** Brief **
Lines before the one containing "instance of the sky" are excluded; reproduce that line and all lines after it in the entries below, exactly.

** Extracted data entries **
══════════════════════════════
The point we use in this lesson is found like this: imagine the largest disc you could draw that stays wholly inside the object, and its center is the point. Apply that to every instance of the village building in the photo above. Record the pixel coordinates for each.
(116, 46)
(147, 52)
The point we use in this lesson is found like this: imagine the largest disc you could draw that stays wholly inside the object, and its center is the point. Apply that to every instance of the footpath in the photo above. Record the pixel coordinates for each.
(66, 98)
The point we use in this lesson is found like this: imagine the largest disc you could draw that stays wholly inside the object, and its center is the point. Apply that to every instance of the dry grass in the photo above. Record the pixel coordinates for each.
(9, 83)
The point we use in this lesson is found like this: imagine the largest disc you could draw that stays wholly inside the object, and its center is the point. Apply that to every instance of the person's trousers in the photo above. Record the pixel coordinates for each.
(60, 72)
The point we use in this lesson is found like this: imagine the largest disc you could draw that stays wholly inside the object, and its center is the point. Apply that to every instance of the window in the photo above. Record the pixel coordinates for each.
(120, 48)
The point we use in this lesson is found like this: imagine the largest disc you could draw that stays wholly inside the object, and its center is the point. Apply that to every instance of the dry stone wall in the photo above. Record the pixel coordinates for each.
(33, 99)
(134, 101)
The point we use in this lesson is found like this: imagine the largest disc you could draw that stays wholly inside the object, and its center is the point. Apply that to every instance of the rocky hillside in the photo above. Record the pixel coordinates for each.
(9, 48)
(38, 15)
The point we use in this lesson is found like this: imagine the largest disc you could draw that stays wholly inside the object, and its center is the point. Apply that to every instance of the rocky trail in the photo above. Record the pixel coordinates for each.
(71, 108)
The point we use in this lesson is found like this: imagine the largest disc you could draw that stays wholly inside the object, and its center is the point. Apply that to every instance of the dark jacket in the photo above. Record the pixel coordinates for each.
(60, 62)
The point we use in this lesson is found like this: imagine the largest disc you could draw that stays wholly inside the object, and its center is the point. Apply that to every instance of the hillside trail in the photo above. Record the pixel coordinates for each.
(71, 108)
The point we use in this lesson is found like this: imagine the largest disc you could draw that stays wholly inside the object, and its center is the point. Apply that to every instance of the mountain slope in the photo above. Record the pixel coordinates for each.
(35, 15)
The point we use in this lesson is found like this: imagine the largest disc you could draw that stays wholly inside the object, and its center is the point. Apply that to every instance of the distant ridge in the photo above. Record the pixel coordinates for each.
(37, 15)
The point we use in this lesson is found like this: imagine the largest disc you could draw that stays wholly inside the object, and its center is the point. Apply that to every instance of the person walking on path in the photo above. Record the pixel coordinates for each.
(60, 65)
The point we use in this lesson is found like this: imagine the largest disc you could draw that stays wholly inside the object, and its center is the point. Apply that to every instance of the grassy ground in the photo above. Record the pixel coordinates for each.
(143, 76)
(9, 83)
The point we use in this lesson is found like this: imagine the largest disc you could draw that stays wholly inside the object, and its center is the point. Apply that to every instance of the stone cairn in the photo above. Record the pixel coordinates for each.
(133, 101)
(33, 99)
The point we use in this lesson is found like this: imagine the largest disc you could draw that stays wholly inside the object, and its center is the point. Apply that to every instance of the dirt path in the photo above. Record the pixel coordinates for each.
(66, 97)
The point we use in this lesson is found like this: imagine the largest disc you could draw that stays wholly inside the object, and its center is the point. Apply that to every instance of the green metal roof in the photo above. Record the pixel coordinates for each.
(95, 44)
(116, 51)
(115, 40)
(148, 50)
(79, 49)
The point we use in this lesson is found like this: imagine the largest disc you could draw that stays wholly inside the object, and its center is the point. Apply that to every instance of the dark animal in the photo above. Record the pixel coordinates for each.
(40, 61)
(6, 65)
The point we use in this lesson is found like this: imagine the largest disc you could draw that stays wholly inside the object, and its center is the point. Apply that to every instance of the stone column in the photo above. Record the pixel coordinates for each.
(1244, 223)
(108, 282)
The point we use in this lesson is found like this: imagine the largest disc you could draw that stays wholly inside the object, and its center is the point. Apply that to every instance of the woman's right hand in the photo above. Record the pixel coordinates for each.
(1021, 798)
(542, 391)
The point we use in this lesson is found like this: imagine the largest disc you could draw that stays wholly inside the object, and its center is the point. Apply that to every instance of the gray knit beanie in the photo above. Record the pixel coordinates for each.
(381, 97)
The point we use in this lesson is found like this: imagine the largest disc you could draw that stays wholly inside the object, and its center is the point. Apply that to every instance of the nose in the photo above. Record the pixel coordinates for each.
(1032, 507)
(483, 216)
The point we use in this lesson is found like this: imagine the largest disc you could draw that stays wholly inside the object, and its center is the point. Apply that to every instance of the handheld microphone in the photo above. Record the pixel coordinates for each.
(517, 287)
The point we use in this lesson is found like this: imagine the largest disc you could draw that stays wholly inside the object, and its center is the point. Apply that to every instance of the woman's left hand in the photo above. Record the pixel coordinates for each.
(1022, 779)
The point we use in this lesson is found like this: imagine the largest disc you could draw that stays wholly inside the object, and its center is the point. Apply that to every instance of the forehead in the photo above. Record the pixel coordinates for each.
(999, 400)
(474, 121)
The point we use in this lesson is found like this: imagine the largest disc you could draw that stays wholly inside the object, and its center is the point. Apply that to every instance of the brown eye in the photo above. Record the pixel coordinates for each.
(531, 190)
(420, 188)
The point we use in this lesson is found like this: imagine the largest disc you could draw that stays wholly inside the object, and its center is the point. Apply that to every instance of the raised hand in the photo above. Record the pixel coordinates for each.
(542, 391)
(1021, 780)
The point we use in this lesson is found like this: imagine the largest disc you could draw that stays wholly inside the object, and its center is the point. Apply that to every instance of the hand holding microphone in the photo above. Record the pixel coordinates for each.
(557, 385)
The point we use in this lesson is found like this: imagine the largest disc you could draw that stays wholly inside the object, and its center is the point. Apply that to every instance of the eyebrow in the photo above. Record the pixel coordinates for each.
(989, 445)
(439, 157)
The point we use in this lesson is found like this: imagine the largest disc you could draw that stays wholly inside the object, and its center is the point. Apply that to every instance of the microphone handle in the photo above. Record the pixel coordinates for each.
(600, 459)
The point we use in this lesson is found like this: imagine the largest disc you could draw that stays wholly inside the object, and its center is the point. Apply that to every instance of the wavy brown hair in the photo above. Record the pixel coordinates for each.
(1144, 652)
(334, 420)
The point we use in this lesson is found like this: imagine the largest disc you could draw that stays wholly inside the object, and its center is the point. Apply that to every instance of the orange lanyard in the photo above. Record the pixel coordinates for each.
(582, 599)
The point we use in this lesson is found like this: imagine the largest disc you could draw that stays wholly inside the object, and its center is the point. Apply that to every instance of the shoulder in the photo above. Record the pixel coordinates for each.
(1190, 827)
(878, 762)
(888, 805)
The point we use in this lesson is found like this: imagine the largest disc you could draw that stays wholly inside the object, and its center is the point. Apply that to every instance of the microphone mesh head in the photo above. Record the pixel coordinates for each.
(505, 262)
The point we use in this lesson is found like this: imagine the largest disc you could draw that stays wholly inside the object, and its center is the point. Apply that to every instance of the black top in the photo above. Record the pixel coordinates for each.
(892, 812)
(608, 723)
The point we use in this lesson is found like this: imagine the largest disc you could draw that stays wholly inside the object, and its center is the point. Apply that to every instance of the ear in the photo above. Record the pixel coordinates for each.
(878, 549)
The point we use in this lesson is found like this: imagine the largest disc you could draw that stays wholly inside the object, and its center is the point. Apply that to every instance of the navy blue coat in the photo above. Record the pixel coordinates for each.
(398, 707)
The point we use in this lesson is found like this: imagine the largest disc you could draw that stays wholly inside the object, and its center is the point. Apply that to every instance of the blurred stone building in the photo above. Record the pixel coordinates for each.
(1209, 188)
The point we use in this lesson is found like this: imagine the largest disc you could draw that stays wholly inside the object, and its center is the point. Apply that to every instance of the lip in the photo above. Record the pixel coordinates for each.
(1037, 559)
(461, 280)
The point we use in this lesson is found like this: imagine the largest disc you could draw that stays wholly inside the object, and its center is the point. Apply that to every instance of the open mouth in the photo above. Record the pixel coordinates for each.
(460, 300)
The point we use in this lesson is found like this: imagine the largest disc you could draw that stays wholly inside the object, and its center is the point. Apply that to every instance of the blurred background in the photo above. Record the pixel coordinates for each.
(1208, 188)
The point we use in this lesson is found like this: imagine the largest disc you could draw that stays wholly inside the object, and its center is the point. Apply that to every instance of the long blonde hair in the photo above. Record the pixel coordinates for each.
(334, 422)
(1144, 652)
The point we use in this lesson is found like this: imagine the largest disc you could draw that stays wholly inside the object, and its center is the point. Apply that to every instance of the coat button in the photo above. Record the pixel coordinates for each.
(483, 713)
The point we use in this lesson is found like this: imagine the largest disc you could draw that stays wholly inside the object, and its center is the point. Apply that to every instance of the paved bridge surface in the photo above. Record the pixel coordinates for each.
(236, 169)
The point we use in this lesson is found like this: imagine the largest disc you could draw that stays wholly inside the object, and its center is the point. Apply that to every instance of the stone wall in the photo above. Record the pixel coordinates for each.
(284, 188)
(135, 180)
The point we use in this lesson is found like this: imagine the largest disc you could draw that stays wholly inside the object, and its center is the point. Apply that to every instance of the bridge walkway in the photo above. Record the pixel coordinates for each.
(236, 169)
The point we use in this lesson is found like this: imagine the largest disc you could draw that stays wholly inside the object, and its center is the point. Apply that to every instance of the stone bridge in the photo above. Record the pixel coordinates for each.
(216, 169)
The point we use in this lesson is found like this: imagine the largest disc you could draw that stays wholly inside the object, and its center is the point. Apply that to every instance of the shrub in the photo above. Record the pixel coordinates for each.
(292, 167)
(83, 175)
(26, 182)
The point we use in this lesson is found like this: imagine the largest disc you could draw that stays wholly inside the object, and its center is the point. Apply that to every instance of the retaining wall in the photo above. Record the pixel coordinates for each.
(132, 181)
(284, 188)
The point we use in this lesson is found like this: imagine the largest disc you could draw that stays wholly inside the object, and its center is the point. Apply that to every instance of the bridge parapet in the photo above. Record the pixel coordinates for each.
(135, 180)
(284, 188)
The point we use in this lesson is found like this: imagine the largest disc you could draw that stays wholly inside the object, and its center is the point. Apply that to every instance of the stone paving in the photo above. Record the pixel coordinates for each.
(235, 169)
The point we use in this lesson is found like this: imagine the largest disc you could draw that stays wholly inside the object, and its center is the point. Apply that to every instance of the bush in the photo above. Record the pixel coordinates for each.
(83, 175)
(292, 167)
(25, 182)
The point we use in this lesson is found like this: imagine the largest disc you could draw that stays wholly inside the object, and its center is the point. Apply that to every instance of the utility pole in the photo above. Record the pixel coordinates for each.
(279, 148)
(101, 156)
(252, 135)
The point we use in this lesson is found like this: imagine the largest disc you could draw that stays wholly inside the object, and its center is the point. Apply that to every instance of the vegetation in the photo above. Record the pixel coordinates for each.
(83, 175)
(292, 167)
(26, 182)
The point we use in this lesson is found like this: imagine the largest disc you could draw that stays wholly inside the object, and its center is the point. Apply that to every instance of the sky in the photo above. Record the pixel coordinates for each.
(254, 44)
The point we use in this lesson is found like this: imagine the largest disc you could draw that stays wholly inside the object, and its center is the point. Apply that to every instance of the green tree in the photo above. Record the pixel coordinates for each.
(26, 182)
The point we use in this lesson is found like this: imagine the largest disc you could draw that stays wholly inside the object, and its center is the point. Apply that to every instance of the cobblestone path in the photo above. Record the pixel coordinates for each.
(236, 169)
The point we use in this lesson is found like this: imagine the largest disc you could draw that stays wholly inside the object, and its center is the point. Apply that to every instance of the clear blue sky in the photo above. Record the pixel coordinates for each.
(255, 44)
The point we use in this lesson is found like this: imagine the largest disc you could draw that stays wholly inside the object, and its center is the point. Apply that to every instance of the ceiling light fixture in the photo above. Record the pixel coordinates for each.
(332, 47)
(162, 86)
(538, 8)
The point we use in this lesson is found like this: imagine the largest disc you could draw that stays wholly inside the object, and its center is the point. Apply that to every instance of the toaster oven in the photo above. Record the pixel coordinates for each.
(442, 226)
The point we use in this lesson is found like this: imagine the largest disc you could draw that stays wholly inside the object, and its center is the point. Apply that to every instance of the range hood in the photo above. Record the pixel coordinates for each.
══════════════════════════════
** Task solution **
The point we use in this lesson is found like this: imagine the largest disc you could draw that stays wholly inside the object, and its center is the point. Apply that to every instance of the sky in the photo above. Record the pixel coordinates for each.
(254, 44)
The point we use in this lesson is found like this: imagine the largest disc you could draw that stays wholly inside the object, and its center is the point. Apply that to every instance of the green tree in the photo above. Record the pixel coordinates for each.
(26, 182)
The point we use in this lesson is found like this: imagine the largest disc you could draw that stays wholly inside the object, and its center is the point. Apply that to every instance of the cobblestone path in the photo above. Record the pixel coordinates for each.
(236, 169)
The point we use in this lesson is found like this: imagine the largest disc you could draw that stays wholly inside the object, and its center is the point. Apply that to every instance of the clear blue sky in the photo above. Record the pixel coordinates for each.
(255, 44)
The point we use in this lesson is found like this: imagine the largest disc you could draw that stays wholly inside the object, and its center is the point. Apply that to every instance of the ceiling light fixture in the photo above. Record the pixel coordinates for each.
(332, 47)
(162, 86)
(538, 8)
The point we use in this lesson is found like this: imagine the largest disc you could draw that stays wholly inside the object, and its center is the point. Apply that to every instance of the toaster oven in the photo above. Record the pixel coordinates for each.
(442, 226)
The point we use in this lesson is found like this: imagine the largest disc you could draw that stays wholly inside the object, and its center is the point. Apply that to every instance of the range hood in the photo above. Record the pixel coordinates for each.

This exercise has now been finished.